Номер 19 (815), 19.05.2006

ТАК НАЧИНАЛАСЬ ВОЙНА

В начале лета 1941 года нередкостью стали учебные воздушные тревоги. Гас свет, по небу метались лучи прожекторов. В городе, где рядом – бабушка, дедушка, тетя было не страшно, страшно стало на даче, в темной комнате, где под потолком шуршала бабочка-мертвая голова, о которой рассказывала сказки наша молоденькая домработница Фрося, любительница, как сказали бы сейчас, триллеров. А мама с папой приезжали из города поздно, пробирались в кромешной тьме дачными закоулками. Папа ворчал: "Не нужно было выезжать на дачу 13-го, да еще в пятницу – черная пятница не подходящий день для выезда на дачу". Мама возражала: "Ну куда уж позже, ребенок и так почти половину июня провел в городе".

Я ждала воскресенья, когда родители никуда не уезжали с дачи, а наоборот, к нам приезжали гости. Солнечное воскресное утро 22 июня началось замечательно. Я только забралась в родительскую постель и устроилась между мамой и папой, как пришла с рынка Фрося и бросила мне в руки подарок — небольшой наполовину красный, наполовину синий мячик (я его хранила более 50 лет, а потом он куда-то пропал). Папа поднялся, включил радиоприемник "Маршал" (новинка и дефицит того времени) и стал прокручивать станции. Вдруг мама его остановила: "Подожди, тут что-то... немцы..." Она начала переводить: "Русские суют свой нос, куда их не просят... Гриша! Это война!". Мужской голос умолк, заговорила женщина: "Вы слушали выступление Риббентропа", – перевела мама. Вскоре у нашего приемника собрались все соседи по даче.

На следующий день мы перебрались в город, бросив на даче все вещи (кроме радиоприемника, который пришлось сдать).

Так началась война.

Переезд занял немного времени, как я уже сказала, мы перебрались налегке. Мама сразу же убежала к бабушке в больницу (за два дня до начала войны бабушка попала в больницу, где ей удалили желчный пузырь), папа уехал на киностудию: он, как начальник сценарного отдела, замещал директора Березинского, то ли просто застрявшего где-то с киногруппой у западной границы, то ли раненого или даже погибшего там – сейчас уже не помню, помню только, что потом вся эвакуация Одесской киностудии легла на плечи отца, но об этом позже.

Я взяла новый мячик и вышла во двор. Во дворе я застала мою самую любимую подружку – Марочку Райгородскую – дочку ветеринара (в их квартире стоял неистребимый запах лекарни), утешавшую двух соседских малышей – Абу и Осю. Напротив них стояла, подбоченясь, белобрысая Нинка. "Врет, все она врет, не ревите, она же вруша", – говорила Марочка, вытирая подолом своего платьица сопли малышей. "А вот и не вру, вот и не вру!" – закричала Нинка. – "Мой папа милиционер, он все знает. Он сказал, теперь мы всех жидов поубиваем, а они – жиды, и их родители – жиды, а может, и ты жидовка?" – ткнула она в Марочку пальцем. Вечером я рассказала папе и маме о том, что услышала во дворе. Сидевший при этом дедушкин коллега, переплетчик Фрадис, вздохнул: "Надо уезжать, такие "свои" могут оказаться не лучше немцев".

=-=-=-=-=

» **Условие задания**
Продолжите приведённый выше рассказ о начале войны, начиная сразу после его последней фразы.

» **Выдержки из данных**
=-=-=-=-=

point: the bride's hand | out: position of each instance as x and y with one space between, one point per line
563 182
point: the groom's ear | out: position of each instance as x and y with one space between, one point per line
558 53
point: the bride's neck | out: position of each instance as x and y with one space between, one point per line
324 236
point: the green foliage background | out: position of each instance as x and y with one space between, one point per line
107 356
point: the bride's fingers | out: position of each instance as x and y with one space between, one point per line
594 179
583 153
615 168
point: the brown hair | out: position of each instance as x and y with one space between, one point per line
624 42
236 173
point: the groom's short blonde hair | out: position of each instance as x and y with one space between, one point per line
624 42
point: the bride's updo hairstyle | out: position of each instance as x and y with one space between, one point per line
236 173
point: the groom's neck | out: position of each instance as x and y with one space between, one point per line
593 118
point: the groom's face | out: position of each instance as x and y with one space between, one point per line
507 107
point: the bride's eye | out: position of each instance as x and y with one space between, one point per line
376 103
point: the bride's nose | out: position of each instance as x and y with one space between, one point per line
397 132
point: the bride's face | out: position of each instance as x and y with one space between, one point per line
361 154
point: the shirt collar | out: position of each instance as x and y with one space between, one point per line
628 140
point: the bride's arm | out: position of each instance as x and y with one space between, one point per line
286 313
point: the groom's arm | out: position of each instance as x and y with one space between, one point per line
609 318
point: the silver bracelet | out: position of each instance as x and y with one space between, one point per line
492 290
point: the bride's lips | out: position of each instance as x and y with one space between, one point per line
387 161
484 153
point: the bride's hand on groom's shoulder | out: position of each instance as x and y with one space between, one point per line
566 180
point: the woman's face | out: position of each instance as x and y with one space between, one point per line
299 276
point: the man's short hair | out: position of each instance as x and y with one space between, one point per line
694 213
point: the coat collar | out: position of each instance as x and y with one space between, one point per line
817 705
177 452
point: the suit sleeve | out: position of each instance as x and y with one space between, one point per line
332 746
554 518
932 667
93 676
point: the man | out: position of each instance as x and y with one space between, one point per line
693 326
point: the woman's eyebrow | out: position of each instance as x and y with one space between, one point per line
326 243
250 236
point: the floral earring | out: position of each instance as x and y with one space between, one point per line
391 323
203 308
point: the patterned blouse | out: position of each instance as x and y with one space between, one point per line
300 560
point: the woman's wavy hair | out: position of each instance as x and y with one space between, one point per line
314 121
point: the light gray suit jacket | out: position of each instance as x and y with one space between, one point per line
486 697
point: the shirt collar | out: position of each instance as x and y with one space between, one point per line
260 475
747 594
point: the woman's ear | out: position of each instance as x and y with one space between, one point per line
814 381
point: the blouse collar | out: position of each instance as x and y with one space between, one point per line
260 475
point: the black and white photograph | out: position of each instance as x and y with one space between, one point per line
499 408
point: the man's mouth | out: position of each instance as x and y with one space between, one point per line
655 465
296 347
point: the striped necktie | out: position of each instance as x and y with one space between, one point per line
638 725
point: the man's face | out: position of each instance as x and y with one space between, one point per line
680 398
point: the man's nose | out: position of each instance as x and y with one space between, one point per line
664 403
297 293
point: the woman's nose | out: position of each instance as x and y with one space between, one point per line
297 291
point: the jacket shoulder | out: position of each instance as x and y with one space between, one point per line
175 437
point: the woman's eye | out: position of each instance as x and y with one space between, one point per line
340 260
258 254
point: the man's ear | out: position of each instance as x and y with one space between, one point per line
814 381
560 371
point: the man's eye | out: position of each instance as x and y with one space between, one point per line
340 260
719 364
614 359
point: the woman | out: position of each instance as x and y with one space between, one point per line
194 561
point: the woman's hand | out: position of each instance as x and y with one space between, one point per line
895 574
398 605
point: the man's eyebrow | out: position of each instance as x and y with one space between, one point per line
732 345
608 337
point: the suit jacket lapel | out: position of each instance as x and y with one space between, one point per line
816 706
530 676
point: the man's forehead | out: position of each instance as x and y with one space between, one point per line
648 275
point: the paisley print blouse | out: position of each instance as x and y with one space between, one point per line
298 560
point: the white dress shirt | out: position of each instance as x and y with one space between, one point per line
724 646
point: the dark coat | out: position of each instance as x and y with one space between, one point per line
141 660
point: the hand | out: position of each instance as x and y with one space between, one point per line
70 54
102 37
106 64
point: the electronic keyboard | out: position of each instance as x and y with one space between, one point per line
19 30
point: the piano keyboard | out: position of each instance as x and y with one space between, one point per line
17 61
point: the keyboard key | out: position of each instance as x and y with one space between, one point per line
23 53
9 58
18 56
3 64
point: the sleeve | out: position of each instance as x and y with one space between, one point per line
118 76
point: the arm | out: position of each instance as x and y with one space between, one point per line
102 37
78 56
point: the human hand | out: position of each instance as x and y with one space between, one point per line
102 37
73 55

=-=-=-=-=

» **Образец решения**
Так я впервые узнала, что есть такое мерзкое слово: "жиды".

Так начиналась война.

В конце 41-го года, уже будучи в Тбилиси, мы узнали о том, что Марочка с семьей и еще несколько десятков людей погибли в степи под Армавиром, расстрелянные с самолетов, налетевших на колонну беженцев, тащившуюся на подводах. Как эти сведения дошли до нас, кто из спасшихся добрался до Тбилиси и рассказал о трагедии, не знаю. А о судьбе Абы, Оси, их родителей и других евреев – наших соседей по дому на Ленина (Ришельевской), 27, мы узнали уже после войны.

Соседку Вайсфельд облили смолой и сожгли в подвале. Остальных погнали по дороге смерти. Отец малышей вел за руку Осю, Абу он нес на руках. Время от времени его обливали водой – это в морозные дни ноября-декабря 1941 года. Малыш умер на руках у отца, но он долго не мог решиться оставить его у дороги, пока не упал вместе с ним. Были в этой колонне и хорошенький, кудрявый восьмилетний Гарик с мамой. Нам, семилетним, он казался большим мальчиком, он уже ходил в школу, перешел во второй класс. Мы подсмеивались над тем, что в школу на Ленина и Жуковского – "подумаешь, каких-то два квартала", его водила няня. Эта няня души не чаяла в мальчике. Когда уводили евреев с нашего двора, мать Гарика отдала няне все свои ценности, чтобы она смогла спасти мальчика. Няня сначала попыталась Гарика спрятать, но наш дворник Лукьян вытащил ребенка из погреба, куда его отвела няня, и толкнул в толпу к матери. Тогда няня бросилась к румынам, предлагая им выкуп – известно уже было, что румын можно было подкупить. Но Лукьян вырвал у старухи пакет с драгоценностями и закрыл перед ее носом ворота.

Из более чем двух десятков наших соседей-евреев, оставшихся в Одессе, выжила только одна молоденькая девушка, голубоглазая блондиночка, которую спас румын. Он прикладом выгнал ее из сарая, в который согнали евреев, шепнув: "Беги". Уже издали, закопавшись в стог сена, она видела, как полыхал сарай, слышала крики. После войны она нам рассказала о всех пережитых ужасах.

Но ничего этого в первые дни войны мы еще не знали. Не знали, что, не отпустив нас с мамой в эвакуацию на подводах вместе с семьей Райгородских, отец спас нам жизнь.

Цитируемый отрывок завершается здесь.